WHAT IS BEING ASKED —
Copy the material below line for line, changing nothing.

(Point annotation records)
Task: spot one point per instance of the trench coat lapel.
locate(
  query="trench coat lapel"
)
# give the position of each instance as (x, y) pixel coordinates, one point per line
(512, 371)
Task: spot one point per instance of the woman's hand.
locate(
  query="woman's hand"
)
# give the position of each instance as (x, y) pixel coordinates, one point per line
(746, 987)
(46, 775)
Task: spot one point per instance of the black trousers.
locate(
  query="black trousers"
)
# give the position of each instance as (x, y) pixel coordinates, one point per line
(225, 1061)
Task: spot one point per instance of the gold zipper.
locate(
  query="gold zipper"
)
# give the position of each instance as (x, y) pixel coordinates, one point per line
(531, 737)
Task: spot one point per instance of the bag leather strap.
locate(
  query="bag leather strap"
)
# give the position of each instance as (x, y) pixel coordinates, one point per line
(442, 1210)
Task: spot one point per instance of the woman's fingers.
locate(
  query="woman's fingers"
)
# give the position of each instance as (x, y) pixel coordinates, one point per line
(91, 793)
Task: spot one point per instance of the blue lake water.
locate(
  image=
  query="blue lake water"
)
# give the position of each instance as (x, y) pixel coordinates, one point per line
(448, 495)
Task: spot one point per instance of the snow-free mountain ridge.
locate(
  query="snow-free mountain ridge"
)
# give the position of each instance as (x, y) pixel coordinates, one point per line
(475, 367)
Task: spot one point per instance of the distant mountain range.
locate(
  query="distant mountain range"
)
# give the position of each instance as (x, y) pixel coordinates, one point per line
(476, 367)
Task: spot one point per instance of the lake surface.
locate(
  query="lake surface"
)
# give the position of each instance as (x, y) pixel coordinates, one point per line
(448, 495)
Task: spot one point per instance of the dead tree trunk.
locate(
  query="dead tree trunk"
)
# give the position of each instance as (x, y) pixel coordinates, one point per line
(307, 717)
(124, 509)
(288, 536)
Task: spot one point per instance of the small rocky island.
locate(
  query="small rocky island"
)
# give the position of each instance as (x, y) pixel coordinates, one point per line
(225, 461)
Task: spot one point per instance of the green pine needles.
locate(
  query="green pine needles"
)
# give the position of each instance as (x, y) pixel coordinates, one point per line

WRITTEN RESPONSE —
Task: spot one point per instance of the trench coat lapel.
locate(
  query="trench coat lapel"
)
# give the position of each instance as (x, y) pixel coordinates, one point per line
(512, 371)
Task: spot one point per instance of the woman's hand.
locate(
  query="woman's hand"
)
# give the position of each instance as (x, y) pixel coordinates, one point per line
(746, 987)
(46, 775)
Task: spot one point per instance of the black trousers.
locate(
  query="black trousers"
)
# give the position of each instance as (x, y) pixel coordinates, one point per line
(225, 1061)
Task: spot one point per instance of the gold zipper.
locate(
  query="gold zipper"
)
# give the position of each instance as (x, y) pixel coordinates, one point per line
(531, 737)
Task: spot one point per instance of the bag leather strap.
locate(
  query="bag leather strap"
)
# give the position of each instance as (x, y) pixel coordinates, one point per line
(442, 1210)
Task: spot one point per instance of the woman's fingers.
locate(
  query="woman's fingers"
)
# give the position of each instance as (x, y) pixel coordinates, one point per line
(91, 793)
Task: spot one point per instance of the blue lake water.
locate(
  image=
  query="blue lake water"
)
# give the position of each instance as (x, y) pixel coordinates, one point per line
(448, 495)
Task: spot one point per instance of the snow-free mountain ridge.
locate(
  query="snow-free mountain ridge"
)
# give the position of each instance as (x, y) pixel coordinates, one point per line
(475, 367)
Task: spot one point per instance of the distant mountain range.
locate(
  query="distant mountain range"
)
# give the position of each instance as (x, y) pixel coordinates, one point per line
(476, 367)
Task: spot one point per instance of the lake surface.
locate(
  query="lake surface"
)
# give the position of each instance as (x, y) pixel coordinates, one point per line
(448, 495)
Task: spot one point per instance of the dead tree trunk.
locate(
  query="dead tree trunk"
)
# give the position of each instance as (x, y) pixel coordinates, one point per line
(307, 717)
(124, 509)
(288, 536)
Task: spot one point per instance of the small rocky island.
locate(
  query="small rocky island"
)
# give the position of each instance as (x, y) pixel coordinates, one point per line
(225, 461)
Task: spot one point per instance of the green pine needles.
locate(
  query="green pine needles"
)
# give the position of each instance as (x, y) pixel coordinates, one point per line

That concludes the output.